▸ TEXTO FORNECIDO:

○ ○ ○ ○ ○

Em entrevista para a revista O Odisseu, Baldan conta como viajar o mundo o transformou e como ele reuniu essas memórias em seu primeiro livro “Procura-se um sofá” (Folhas de Relva, 2025).

Será que viajar é mesmo um privilégio de poucos? Bom, talvez isso dependa da forma como você tem planejado as suas viagens. Enquanto para alguns a viagem perfeita é aquela organizada nos mínimos detalhes, para outros, a viagem inesquecível é aquela que dá pra fazer. Foi nesse intuito, o de abrir novas possibilidades de conhecer novas realidades, que surgiu na internet o movimento Couchsurfing, já ouviu falar?
Trata-se de uma rede de pessoas que disponibilizam suas casas para receber viajantes do mundo inteiro que não querem se preocupar com hotéis ou desejam fazer novos amigos. Foi assim que Fernando Baldan, jornalista de Minas Gerais, conheceu destinos turísticos desejados por todos, dentro e fora do Brasil. “Viajar conhecendo pessoas ao redor do mundo pode fazer a jornada ganhar um novo significados”, contou Fernando em entrevista para a O Odisseu.
Da experiência de viajar o mundo, de conhecer novas culturas e de se aventurar no desconhecidos, nasce seu primeiro livro “Procura-se um sofá”, “uma mistura de diário de viagem com relato pessoal, um romance de não-ficção“, como ele mesmo define na entrevista que você confere a seguir.
‘No livro, aproveito situações corriqueiras para falar de questões como política, religião, amizade, xenofobia, solidão e mudanças sociais e econômicas.’, conta Fernando Baldan sobre seu livro ‘Procura-se um sofá’

Ewerton: Desde que li sobre o seu livro, fiquei pensando em quão incrível deve ser a possibilidade de viajar e conhecer tantos países, especialmente para quem é da área do jornalismo. Você acha que a experiência te trouxe alguma bagagem para seu trabalho como jornalista?
Fernando: Sim. Viajar é, quase sempre, um exercício de abrir a mente para coisas novas, para culturas diferentes. E isso fica mais acentuado no couchsurfing porque você está conhecendo pessoas de outros lugares e fazendo amizade. Elas estão compartilhando um pouco do mundo delas. Sua experiência é influenciada pelo ponto de vista do outro. Com certeza fiquei mais empático viajando por aí e isso influenciou meu texto.

○ ○ ○ ○ ○

▸ TRECHOS DOS REGISTROS:

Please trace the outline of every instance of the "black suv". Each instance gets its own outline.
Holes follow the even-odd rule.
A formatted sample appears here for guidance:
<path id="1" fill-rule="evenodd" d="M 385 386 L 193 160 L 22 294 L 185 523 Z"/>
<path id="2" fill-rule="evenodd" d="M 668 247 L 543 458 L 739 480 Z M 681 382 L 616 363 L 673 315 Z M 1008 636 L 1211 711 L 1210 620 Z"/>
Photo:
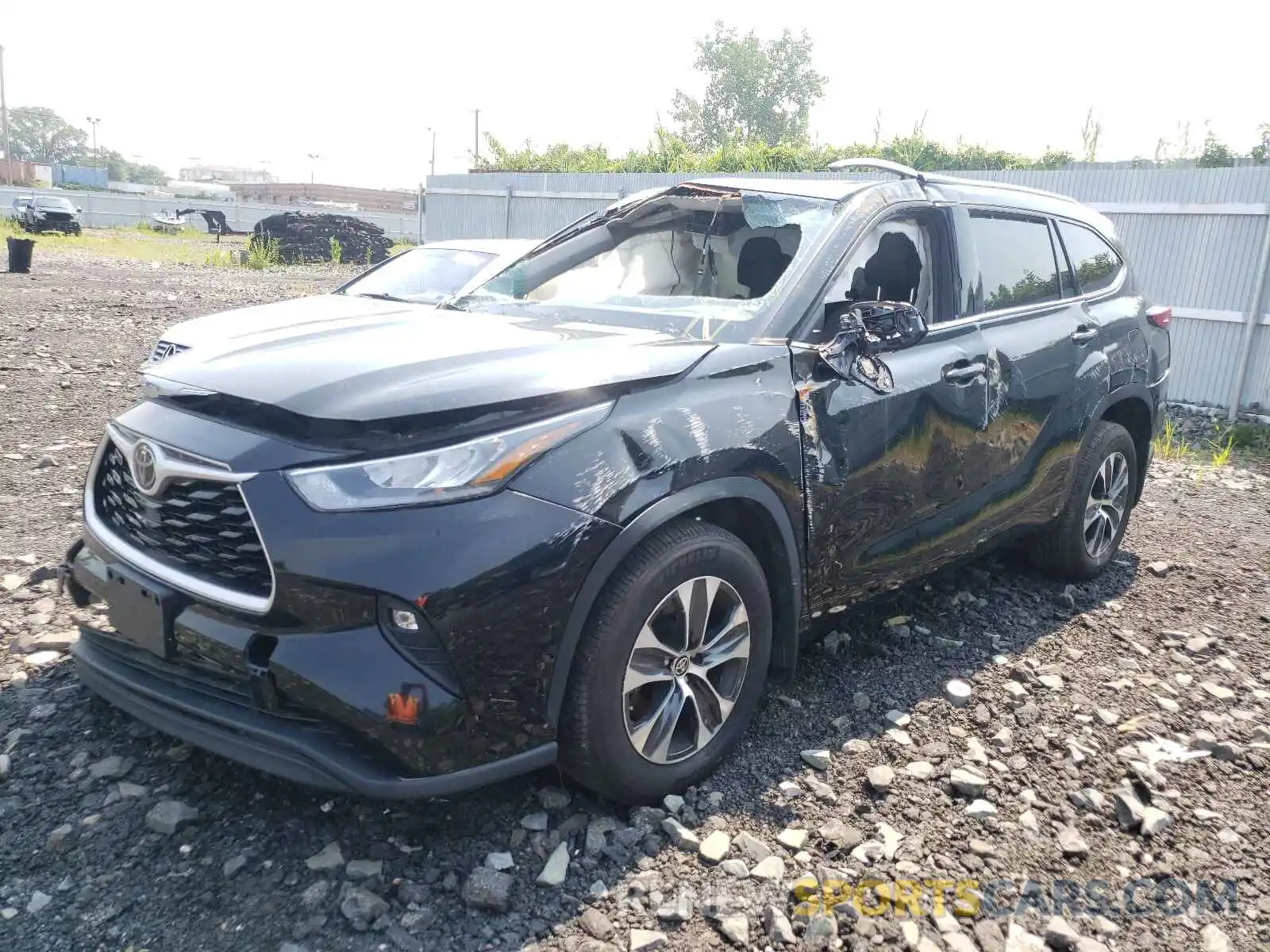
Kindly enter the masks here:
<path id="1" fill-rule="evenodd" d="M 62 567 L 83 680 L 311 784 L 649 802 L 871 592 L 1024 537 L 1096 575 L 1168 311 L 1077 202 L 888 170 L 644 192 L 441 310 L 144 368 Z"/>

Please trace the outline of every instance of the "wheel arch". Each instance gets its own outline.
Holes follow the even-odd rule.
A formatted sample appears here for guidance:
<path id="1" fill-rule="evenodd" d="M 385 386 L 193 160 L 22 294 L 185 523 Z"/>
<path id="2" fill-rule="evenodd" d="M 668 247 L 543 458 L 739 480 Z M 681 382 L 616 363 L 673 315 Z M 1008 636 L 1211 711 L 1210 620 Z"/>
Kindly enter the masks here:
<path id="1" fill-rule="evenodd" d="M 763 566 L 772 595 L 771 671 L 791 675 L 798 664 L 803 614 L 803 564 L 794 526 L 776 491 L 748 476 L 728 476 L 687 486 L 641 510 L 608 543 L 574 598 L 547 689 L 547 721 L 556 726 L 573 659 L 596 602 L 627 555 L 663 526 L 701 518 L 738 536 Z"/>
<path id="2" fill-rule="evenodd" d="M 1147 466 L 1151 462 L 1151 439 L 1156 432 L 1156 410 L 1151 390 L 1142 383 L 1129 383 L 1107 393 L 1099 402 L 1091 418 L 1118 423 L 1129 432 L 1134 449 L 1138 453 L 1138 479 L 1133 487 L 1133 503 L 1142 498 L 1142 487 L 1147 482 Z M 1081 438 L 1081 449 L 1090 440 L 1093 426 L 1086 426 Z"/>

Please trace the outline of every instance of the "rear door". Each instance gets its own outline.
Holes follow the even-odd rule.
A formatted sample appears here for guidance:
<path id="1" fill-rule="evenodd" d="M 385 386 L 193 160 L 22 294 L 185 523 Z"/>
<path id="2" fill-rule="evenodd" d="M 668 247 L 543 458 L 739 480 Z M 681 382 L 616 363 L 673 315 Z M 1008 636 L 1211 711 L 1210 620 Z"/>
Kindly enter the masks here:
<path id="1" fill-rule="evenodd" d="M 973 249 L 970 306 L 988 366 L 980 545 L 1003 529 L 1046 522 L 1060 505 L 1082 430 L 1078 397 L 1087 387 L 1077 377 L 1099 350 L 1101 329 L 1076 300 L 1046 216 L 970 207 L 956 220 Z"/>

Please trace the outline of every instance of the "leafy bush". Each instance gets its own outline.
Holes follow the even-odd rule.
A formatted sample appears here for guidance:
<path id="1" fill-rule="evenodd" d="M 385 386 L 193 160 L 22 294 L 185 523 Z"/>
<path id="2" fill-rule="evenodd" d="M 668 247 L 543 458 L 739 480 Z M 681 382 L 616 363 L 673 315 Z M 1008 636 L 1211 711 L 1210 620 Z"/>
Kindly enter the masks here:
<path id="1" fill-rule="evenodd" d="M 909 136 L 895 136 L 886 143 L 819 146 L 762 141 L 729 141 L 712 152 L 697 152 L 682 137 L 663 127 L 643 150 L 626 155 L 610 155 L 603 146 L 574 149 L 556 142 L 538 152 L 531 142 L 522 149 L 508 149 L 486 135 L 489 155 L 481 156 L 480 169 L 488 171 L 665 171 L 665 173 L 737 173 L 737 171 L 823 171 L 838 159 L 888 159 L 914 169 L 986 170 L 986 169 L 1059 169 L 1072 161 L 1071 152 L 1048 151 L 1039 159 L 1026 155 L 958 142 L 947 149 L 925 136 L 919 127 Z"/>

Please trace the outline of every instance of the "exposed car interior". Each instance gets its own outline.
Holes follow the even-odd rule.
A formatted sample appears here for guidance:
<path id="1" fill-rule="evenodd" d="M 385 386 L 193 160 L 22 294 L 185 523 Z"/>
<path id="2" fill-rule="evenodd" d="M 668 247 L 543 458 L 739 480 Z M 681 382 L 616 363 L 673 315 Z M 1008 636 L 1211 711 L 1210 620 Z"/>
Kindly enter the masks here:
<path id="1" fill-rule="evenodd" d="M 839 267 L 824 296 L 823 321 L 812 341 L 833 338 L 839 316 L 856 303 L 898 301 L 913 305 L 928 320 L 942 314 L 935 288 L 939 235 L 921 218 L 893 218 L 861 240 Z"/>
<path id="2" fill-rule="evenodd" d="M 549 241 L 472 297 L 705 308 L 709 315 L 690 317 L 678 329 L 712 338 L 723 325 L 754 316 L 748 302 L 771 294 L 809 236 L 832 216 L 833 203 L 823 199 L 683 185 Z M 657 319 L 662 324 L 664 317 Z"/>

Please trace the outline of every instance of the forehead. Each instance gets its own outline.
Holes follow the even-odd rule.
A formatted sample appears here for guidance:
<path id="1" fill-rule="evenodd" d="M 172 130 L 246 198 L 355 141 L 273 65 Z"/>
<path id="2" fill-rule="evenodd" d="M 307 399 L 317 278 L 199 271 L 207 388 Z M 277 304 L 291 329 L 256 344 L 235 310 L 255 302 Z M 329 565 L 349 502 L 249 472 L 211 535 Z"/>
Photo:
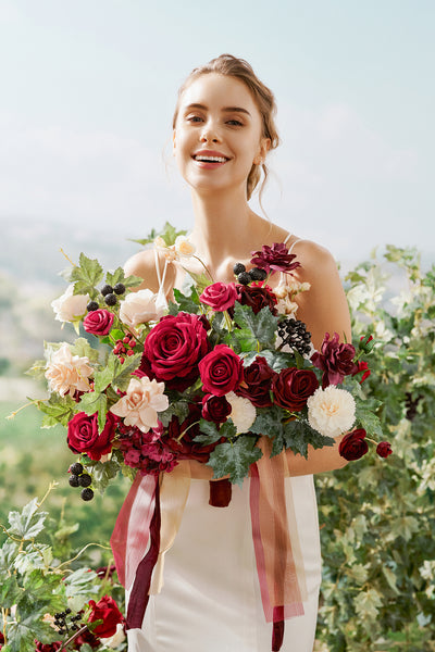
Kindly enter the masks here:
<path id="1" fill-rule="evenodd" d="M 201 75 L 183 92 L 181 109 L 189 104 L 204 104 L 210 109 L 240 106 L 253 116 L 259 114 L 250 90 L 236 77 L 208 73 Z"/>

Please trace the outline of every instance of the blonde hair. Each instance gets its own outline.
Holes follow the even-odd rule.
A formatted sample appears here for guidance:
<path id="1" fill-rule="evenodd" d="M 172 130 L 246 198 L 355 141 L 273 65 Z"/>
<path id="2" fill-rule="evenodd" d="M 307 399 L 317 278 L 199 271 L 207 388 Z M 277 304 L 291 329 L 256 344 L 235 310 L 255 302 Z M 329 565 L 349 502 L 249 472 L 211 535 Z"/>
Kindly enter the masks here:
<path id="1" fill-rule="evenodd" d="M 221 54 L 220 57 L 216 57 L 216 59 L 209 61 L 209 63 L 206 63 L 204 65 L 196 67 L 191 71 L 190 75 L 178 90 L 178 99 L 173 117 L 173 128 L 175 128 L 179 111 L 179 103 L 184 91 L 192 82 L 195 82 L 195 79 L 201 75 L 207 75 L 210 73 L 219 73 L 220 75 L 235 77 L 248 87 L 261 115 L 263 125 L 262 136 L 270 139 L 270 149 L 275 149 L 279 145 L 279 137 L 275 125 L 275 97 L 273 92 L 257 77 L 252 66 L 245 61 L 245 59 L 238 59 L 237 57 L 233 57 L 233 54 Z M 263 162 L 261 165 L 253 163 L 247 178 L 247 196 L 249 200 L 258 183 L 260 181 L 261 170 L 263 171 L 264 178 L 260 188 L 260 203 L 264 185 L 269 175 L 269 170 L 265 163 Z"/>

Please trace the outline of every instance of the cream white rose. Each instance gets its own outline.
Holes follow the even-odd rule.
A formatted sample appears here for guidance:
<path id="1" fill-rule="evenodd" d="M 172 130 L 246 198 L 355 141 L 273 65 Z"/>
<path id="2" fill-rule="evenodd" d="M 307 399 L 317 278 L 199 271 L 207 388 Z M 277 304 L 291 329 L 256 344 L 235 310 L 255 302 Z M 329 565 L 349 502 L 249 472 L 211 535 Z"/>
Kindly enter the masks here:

○ ○ ○ ○ ○

▸ OBJETIVOS:
1: Segundo o texto fornecido, de que estado brasileiro é o jornalista Fernando Baldan?
2: Retorne do texto fornecido o trecho entre "Da experiência de" e "confere a seguir.", inclusive, copiado sem nenhuma alteração.
Os registros são um material à parte, sem relação com o texto fornecido.

▸ RESULTADOS POR TAREFA:
1: Minas Gerais.

2:
Da experiência de viajar o mundo, de conhecer novas culturas e de se aventurar no desconhecidos, nasce seu primeiro livro “Procura-se um sofá”, “uma mistura de diário de viagem com relato pessoal, um romance de não-ficção“, como ele mesmo define na entrevista que você confere a seguir.